RECORDS SHOWN:
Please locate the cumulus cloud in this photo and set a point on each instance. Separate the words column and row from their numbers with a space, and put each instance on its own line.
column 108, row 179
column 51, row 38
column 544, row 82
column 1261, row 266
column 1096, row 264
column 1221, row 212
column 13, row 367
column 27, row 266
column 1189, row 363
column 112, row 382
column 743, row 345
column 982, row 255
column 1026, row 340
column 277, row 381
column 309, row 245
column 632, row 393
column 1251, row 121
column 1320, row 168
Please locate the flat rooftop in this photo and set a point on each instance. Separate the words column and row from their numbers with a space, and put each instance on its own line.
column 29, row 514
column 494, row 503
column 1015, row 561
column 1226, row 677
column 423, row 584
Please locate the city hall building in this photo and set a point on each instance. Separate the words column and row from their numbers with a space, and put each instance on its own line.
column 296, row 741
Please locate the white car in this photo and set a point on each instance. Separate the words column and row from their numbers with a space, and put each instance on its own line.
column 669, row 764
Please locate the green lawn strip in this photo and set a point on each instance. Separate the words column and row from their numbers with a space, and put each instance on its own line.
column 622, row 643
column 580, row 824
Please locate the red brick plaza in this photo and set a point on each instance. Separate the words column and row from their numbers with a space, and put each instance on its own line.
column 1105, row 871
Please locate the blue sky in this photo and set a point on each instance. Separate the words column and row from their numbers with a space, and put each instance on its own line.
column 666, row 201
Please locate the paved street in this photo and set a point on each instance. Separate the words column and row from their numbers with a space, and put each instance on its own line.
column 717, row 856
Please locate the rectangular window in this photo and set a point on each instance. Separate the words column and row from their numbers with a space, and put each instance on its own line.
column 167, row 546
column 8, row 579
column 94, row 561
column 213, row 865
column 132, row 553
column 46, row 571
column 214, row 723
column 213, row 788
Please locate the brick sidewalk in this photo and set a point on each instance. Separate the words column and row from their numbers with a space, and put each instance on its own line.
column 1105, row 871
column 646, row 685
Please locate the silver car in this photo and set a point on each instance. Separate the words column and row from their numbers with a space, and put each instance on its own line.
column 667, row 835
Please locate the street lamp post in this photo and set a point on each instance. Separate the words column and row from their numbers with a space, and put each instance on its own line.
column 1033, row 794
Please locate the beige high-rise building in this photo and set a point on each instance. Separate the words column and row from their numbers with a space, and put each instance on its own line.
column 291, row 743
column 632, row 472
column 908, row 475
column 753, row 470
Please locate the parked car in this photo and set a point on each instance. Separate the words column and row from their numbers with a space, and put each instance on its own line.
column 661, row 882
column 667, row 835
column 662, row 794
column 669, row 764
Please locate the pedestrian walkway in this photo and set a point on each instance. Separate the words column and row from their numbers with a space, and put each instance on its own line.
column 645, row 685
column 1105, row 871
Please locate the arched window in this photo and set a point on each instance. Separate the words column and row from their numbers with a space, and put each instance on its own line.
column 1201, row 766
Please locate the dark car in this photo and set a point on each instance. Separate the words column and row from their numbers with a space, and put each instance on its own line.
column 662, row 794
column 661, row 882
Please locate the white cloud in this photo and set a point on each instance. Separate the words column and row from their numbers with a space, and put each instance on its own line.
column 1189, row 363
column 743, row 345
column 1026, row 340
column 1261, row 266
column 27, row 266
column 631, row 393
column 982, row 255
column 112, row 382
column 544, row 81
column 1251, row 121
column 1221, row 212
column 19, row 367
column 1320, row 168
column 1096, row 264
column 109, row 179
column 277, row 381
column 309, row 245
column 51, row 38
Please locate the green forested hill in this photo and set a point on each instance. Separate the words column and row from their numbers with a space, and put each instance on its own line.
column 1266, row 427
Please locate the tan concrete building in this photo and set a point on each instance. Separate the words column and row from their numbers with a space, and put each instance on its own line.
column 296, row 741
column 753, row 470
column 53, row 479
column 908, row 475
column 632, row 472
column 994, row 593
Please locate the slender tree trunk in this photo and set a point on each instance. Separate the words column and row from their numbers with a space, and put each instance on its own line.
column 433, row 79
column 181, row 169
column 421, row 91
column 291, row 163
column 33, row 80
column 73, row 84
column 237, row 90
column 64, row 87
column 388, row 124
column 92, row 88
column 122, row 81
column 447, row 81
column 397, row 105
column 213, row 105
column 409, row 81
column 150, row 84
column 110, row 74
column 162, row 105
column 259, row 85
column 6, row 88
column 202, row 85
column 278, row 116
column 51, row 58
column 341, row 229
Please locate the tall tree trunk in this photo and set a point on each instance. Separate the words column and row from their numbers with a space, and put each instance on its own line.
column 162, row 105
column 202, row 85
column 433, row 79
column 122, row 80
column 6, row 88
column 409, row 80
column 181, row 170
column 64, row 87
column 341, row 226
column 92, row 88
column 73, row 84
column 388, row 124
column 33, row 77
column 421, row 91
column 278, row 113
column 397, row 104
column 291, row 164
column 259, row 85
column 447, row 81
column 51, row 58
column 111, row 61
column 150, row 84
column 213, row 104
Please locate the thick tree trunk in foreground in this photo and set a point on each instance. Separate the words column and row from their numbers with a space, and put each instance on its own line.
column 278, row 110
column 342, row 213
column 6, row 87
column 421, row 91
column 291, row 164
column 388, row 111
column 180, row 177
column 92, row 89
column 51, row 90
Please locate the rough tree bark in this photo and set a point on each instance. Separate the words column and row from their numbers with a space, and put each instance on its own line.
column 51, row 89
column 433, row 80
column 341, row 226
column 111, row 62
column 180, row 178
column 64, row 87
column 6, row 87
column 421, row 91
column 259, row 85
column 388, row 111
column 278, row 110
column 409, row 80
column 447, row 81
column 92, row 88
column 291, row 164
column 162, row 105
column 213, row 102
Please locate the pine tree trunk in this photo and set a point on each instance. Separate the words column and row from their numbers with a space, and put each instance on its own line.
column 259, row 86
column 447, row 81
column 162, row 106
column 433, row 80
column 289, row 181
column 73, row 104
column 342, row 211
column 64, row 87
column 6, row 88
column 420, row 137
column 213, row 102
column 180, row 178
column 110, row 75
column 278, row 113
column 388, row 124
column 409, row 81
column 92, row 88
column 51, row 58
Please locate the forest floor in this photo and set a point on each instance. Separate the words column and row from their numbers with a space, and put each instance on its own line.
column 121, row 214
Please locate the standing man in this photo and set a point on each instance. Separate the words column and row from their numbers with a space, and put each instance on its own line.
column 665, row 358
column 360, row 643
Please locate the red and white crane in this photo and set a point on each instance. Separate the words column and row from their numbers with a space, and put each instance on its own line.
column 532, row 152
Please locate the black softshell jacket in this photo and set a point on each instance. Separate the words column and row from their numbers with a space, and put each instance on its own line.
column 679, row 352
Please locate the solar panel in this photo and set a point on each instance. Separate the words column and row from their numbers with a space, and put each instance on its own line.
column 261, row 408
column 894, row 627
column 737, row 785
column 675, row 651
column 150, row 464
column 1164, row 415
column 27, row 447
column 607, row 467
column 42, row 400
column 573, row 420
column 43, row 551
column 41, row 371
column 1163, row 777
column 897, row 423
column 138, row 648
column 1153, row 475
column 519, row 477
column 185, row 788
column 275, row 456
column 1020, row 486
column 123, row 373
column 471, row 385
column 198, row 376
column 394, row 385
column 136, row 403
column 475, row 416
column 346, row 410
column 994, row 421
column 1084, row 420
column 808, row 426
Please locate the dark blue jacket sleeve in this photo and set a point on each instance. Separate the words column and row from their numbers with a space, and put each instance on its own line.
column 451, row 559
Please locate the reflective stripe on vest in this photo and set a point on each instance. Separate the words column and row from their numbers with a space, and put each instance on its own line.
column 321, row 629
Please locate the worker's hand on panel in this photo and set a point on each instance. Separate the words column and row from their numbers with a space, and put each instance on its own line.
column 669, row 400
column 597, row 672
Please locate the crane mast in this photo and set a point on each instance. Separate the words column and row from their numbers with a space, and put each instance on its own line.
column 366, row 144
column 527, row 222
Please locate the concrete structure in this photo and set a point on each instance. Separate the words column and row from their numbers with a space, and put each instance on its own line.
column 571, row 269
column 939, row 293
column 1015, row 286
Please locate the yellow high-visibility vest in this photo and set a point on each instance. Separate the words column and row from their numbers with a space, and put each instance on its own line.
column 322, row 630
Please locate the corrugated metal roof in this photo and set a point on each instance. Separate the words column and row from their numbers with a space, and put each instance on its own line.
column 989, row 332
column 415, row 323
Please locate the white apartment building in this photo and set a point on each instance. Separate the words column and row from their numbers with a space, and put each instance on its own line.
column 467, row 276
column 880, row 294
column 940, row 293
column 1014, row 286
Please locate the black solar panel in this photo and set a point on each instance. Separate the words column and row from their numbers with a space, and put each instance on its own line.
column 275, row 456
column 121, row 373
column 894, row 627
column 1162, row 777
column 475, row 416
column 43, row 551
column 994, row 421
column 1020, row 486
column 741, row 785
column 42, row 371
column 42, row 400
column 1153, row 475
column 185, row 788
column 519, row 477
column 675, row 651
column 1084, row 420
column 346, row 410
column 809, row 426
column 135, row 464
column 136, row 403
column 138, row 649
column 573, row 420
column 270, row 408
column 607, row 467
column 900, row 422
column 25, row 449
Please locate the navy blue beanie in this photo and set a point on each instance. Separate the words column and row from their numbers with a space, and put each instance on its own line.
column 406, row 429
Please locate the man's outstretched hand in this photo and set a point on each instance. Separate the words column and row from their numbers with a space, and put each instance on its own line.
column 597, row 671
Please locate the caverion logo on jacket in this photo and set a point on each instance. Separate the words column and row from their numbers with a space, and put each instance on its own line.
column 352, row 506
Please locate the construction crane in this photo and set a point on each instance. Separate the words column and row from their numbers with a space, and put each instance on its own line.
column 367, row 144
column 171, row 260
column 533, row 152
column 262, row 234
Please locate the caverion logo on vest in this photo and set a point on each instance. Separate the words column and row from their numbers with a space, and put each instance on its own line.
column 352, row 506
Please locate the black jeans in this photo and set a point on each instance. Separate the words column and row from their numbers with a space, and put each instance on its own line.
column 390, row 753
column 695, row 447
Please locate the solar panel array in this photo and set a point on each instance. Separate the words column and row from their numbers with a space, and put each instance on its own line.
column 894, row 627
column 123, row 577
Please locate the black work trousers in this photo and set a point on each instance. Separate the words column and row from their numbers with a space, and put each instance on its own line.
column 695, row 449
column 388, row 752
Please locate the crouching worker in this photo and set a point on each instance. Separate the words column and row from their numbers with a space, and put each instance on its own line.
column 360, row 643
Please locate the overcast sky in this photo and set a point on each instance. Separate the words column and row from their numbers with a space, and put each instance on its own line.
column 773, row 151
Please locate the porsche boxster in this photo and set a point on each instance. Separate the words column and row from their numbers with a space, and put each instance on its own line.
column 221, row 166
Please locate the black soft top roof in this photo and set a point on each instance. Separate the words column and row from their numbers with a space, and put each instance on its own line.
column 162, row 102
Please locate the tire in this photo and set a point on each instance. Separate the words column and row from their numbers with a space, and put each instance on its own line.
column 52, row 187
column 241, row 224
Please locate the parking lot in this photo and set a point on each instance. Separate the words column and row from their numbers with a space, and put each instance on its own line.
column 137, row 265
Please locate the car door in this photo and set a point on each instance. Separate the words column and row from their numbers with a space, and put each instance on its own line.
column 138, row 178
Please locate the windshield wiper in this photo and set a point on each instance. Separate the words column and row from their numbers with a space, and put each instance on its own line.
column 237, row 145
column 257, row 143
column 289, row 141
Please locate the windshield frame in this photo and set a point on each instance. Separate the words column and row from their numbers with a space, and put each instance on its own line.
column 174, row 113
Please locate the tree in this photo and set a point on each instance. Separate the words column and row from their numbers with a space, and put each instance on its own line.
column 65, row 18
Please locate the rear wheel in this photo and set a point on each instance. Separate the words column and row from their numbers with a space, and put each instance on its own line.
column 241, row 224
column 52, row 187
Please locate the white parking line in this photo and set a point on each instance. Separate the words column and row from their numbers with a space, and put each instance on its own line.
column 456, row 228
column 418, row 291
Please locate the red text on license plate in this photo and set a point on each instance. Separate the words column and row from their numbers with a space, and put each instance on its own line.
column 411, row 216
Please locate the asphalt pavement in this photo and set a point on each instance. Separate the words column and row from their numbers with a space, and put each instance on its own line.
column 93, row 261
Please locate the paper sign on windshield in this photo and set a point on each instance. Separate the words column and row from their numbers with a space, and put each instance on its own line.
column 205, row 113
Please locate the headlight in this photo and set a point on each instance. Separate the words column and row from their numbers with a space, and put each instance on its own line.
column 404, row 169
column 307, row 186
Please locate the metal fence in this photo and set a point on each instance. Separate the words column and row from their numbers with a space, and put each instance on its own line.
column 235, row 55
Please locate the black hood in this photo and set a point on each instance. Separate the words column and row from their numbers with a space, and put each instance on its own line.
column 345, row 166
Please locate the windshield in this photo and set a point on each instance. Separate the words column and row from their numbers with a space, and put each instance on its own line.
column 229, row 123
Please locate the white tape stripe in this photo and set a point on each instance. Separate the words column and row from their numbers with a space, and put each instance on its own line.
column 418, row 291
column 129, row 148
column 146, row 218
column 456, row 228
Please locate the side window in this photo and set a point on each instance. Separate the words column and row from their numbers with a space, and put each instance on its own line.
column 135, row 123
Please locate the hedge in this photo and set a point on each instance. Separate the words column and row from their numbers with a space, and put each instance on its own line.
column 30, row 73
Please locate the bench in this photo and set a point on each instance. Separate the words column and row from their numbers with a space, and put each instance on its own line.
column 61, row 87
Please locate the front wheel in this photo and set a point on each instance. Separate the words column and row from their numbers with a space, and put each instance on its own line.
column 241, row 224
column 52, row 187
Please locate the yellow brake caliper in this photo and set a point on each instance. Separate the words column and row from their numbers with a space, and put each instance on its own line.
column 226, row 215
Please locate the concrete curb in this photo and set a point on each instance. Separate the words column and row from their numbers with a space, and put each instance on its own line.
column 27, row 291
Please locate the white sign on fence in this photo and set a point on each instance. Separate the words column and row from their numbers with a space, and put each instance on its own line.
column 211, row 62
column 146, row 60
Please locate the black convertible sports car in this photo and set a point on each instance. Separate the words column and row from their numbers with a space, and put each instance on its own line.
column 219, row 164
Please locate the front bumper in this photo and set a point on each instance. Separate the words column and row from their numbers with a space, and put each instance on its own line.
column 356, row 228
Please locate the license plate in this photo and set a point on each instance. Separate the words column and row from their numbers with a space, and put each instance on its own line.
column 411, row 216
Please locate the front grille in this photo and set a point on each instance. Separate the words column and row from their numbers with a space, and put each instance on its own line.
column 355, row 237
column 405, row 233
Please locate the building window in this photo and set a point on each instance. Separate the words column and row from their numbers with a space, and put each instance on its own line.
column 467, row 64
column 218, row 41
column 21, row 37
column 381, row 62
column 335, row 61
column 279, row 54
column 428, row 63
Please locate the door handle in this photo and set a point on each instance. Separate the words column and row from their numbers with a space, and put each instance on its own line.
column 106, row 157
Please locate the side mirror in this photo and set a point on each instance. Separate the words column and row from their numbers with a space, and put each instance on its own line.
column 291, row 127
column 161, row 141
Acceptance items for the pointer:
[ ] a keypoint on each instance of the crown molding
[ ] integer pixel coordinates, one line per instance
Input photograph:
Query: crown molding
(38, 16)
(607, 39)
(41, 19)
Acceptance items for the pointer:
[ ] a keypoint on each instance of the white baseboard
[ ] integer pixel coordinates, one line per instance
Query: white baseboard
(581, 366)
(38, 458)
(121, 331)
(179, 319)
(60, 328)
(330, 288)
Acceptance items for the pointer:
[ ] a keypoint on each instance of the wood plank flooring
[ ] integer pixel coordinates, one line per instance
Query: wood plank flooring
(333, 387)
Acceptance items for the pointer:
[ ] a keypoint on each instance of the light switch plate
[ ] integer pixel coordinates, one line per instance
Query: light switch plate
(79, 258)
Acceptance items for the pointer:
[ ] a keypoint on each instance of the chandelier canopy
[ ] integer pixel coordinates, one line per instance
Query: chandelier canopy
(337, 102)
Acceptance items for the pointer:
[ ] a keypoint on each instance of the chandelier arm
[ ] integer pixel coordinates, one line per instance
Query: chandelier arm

ACTIVITY: Starting with the line that contains "Please locate the building", output every line through the end of the listing above, unchanged.

EXERCISE RESPONSE:
Please locate the building window in this photo and set a point on each instance. Separate the words column and row from their numbers with a space, and put each instance on its own line.
column 467, row 64
column 218, row 41
column 21, row 37
column 381, row 62
column 335, row 61
column 279, row 54
column 428, row 63
Please locate the door handle in this photo and set a point on each instance. Separate the words column and row from their numbers with a space, and put each instance on its own line.
column 106, row 157
Please locate the side mirror in this photo and set a point on each instance. Separate the words column and row from their numbers with a space, and put each instance on its own line.
column 291, row 127
column 161, row 141
Acceptance items for the pointer:
[ ] a keypoint on each instance of the crown molding
[ ] integer pixel coordinates, one line per instance
Input photograph:
Query: crown molding
(38, 16)
(607, 39)
(41, 19)
Acceptance items for the pointer:
[ ] a keypoint on each instance of the white baseboard
[ ] integer pixel coordinates, one line per instance
Query: white baseboard
(581, 366)
(38, 458)
(121, 331)
(179, 319)
(60, 328)
(330, 288)
Acceptance items for the pointer:
[ ] a keypoint on each instance of the wood plank flooring
[ ] integer pixel coordinates, one line per instance
Query: wood plank flooring
(333, 387)
Acceptance items for the pointer:
[ ] a keypoint on each instance of the light switch plate
[ ] integer pixel coordinates, one line per instance
Query: light switch plate
(79, 258)
Acceptance items for the pointer:
[ ] a keypoint on each instance of the chandelier canopy
[ ] integer pixel coordinates, one line per instance
Query: chandelier canopy
(337, 102)
Acceptance items for the pointer:
[ ] a keypoint on each instance of the chandelier arm
[ ] integer pixel coordinates, one line per instance
Query: chandelier arm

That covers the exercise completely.